======== TEXT BLOCK ========

Syntax	cafv2 47642	Extend the definition of a class to include the alternate function value. Read: "the value of 𝐹 at 𝐴 " or "𝐹 of 𝐴". For using several apostrophes as a symbol see comment for cafv 47551.
class (𝐹''''𝐴)
Definition	df-afv2 47643*	Alternate definition of the value of a function, (𝐹''''𝐴), also known as function application (and called "alternate function value" in the following). In contrast to (𝐹‘𝐴) = ∅ (see comment of df-fv 6498, and especially ndmfv 6864), (𝐹''''𝐴) is guaranteed not to be in the range of 𝐹 if 𝐹 is not defined at 𝐴 (whereas ∅ can be a member of ran 𝐹). (Contributed by AV, 2-Sep-2022.)

========

### EXERCISE REQUIREMENTS
Copy the passage on the alternate function value word for word, from start to finish.

======== EXTRACTED RECORDS ========

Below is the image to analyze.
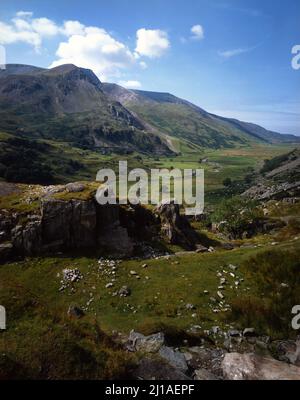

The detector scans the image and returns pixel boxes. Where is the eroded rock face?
[156,201,199,250]
[128,331,165,353]
[133,357,191,381]
[6,197,133,257]
[222,353,300,380]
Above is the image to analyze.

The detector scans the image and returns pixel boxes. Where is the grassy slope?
[0,237,300,340]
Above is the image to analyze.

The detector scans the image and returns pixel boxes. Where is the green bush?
[231,249,300,338]
[212,197,263,239]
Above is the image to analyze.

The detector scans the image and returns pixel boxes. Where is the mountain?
[103,83,300,148]
[0,64,300,155]
[0,64,171,154]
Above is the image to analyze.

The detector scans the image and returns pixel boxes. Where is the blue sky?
[0,0,300,135]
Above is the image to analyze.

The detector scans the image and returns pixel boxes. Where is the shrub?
[213,197,263,239]
[231,249,300,338]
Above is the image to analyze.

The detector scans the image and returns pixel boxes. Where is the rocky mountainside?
[103,83,299,148]
[0,65,170,154]
[244,149,300,202]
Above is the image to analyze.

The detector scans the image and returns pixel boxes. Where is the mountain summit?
[0,64,300,154]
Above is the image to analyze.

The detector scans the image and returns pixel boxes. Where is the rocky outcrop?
[156,201,200,250]
[242,181,300,201]
[222,353,300,380]
[0,196,133,262]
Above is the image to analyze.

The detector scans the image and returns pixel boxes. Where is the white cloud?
[119,81,142,89]
[191,25,204,40]
[16,11,33,18]
[31,18,60,37]
[135,28,170,58]
[218,47,254,58]
[140,61,148,69]
[61,21,85,36]
[0,22,41,49]
[51,27,135,80]
[0,11,159,80]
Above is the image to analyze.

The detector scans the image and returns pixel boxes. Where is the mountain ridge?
[0,64,300,155]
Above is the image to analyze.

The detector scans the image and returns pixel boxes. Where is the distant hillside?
[103,83,300,148]
[0,65,171,154]
[0,64,300,155]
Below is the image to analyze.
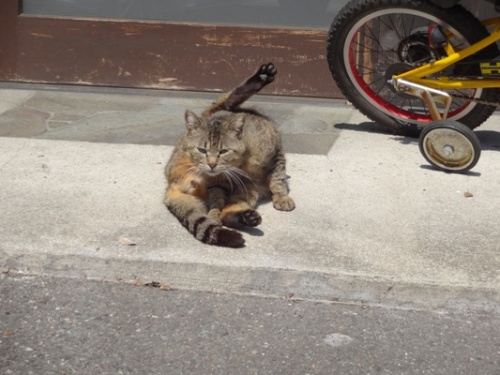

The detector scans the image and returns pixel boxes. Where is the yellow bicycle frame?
[393,17,500,90]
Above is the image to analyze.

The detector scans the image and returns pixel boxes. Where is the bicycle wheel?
[327,0,500,135]
[418,120,481,173]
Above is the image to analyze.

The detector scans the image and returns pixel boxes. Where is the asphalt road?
[0,274,500,375]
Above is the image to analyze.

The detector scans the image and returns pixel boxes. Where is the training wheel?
[418,120,481,173]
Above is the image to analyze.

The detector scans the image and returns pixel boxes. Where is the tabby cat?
[165,63,295,247]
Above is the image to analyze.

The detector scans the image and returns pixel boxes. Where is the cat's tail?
[203,63,278,117]
[168,207,245,248]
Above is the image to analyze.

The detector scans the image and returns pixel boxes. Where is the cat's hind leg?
[165,183,245,247]
[269,151,295,211]
[221,201,262,228]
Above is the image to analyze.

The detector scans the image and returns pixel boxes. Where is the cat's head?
[185,110,245,176]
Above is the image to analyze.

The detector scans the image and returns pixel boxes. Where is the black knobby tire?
[327,0,500,136]
[418,120,481,173]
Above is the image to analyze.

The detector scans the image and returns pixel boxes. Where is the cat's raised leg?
[202,63,278,117]
[269,152,295,211]
[224,63,278,110]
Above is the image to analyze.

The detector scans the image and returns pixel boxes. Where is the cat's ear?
[184,109,200,131]
[233,114,245,137]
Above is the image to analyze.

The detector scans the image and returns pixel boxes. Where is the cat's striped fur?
[165,63,295,247]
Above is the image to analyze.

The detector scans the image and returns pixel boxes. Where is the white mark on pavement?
[323,333,353,348]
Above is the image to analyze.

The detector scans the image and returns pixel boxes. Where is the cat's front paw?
[257,63,278,85]
[273,195,295,211]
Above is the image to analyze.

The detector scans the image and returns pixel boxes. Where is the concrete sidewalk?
[0,89,500,312]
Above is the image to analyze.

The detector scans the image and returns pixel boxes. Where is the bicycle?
[327,0,500,172]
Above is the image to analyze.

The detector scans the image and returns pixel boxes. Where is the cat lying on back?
[165,63,295,247]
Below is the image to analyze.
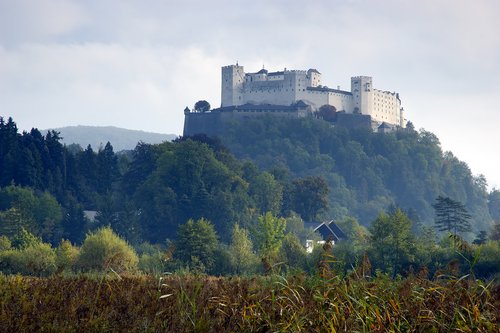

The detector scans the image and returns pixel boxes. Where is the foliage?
[280,233,307,270]
[194,100,210,112]
[76,227,139,272]
[221,116,491,232]
[228,224,258,275]
[370,209,415,276]
[11,227,41,250]
[174,218,218,271]
[432,196,471,236]
[0,235,12,252]
[0,242,56,276]
[55,240,80,272]
[291,176,328,221]
[255,212,286,258]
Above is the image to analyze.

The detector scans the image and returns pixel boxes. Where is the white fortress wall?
[372,89,401,125]
[221,65,406,127]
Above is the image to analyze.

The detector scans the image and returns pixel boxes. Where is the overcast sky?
[0,0,500,188]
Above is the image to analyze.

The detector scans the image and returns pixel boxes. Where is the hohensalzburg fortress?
[221,64,406,127]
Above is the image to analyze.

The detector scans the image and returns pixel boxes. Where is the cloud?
[0,0,500,185]
[0,0,88,45]
[0,44,220,134]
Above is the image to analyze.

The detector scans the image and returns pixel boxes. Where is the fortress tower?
[221,64,245,107]
[217,64,406,127]
[351,76,373,116]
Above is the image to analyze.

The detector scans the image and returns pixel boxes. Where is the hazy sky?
[0,0,500,188]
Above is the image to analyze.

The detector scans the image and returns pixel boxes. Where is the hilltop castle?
[184,64,406,135]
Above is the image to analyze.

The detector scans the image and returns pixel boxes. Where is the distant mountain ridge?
[42,125,177,152]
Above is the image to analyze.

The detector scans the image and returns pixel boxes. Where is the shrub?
[0,242,56,276]
[12,227,42,250]
[56,240,79,272]
[0,235,12,252]
[19,242,56,276]
[139,251,165,276]
[77,227,139,272]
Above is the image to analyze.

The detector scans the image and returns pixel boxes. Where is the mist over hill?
[42,125,176,151]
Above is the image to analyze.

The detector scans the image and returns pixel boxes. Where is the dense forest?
[0,117,500,277]
[221,117,499,233]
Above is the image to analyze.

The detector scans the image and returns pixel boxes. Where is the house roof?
[304,220,347,242]
[378,121,392,129]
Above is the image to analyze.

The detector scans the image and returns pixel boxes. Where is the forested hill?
[0,117,500,244]
[215,117,492,232]
[42,125,176,151]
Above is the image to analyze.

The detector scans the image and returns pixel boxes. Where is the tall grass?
[0,273,500,332]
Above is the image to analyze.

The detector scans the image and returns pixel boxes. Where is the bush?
[77,227,139,273]
[0,235,12,252]
[56,240,79,272]
[19,243,56,276]
[0,242,56,276]
[139,251,165,276]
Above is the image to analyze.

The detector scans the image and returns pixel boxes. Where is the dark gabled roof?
[212,103,300,112]
[304,220,347,242]
[307,87,352,96]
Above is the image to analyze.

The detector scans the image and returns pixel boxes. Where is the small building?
[377,122,395,133]
[304,220,347,253]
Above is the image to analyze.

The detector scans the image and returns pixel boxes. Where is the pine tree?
[432,196,471,236]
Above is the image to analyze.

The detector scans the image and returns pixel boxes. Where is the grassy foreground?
[0,275,500,332]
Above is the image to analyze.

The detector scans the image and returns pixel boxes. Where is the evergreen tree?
[432,196,471,236]
[174,218,218,271]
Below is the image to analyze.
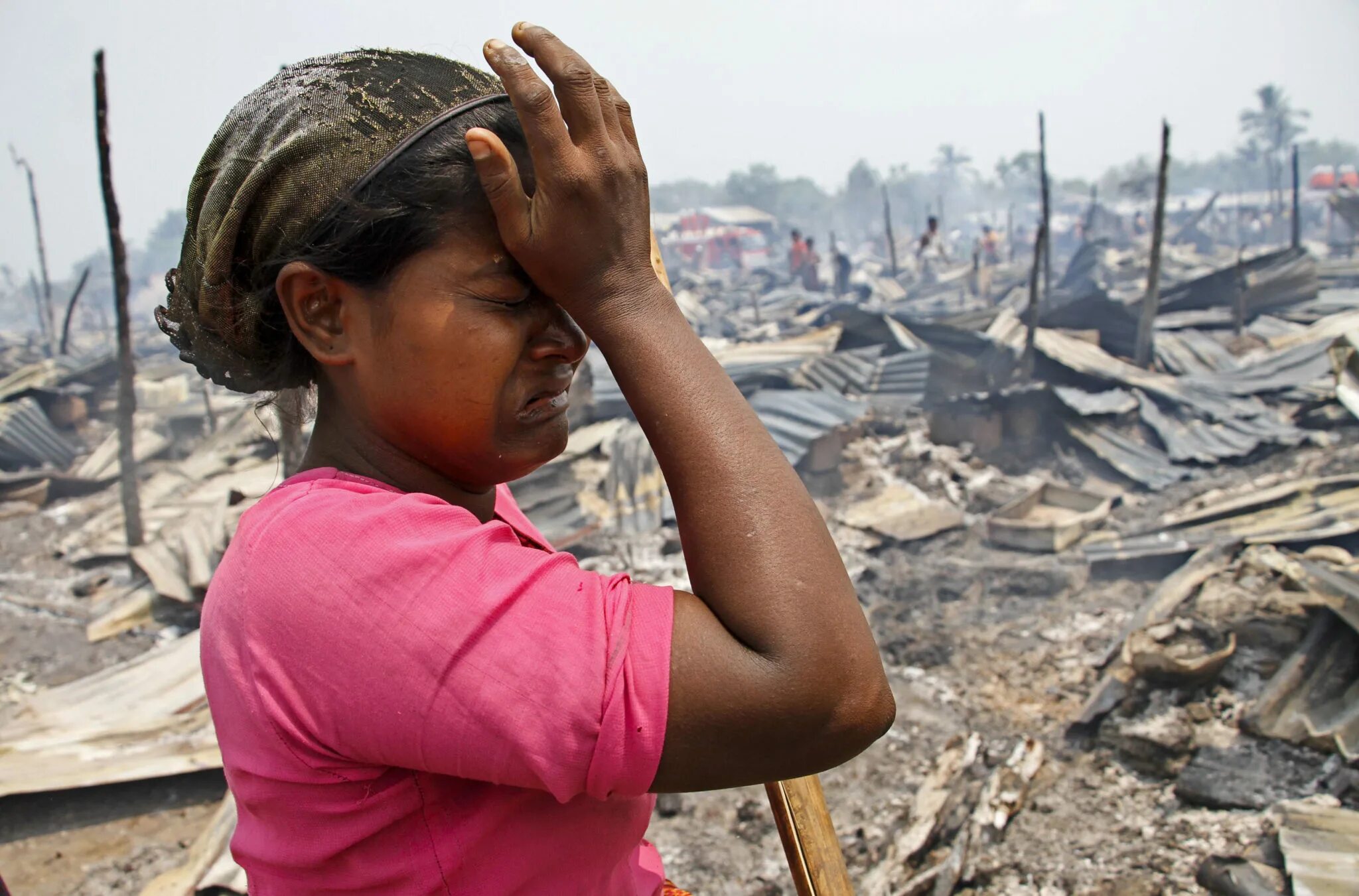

========

### FULL ANSWER
Syntax	cafv2 47642	Extend the definition of a class to include the alternate function value. Read: "the value of 𝐹 at 𝐴 " or "𝐹 of 𝐴". For using several apostrophes as a symbol see comment for cafv 47551.
class (𝐹''''𝐴)
Definition	df-afv2 47643*	Alternate definition of the value of a function, (𝐹''''𝐴), also known as function application (and called "alternate function value" in the following). In contrast to (𝐹‘𝐴) = ∅ (see comment of df-fv 6498, and especially ndmfv 6864), (𝐹''''𝐴) is guaranteed not to be in the range of 𝐹 if 𝐹 is not defined at 𝐴 (whereas ∅ can be a member of ran 𝐹). (Contributed by AV, 2-Sep-2022.)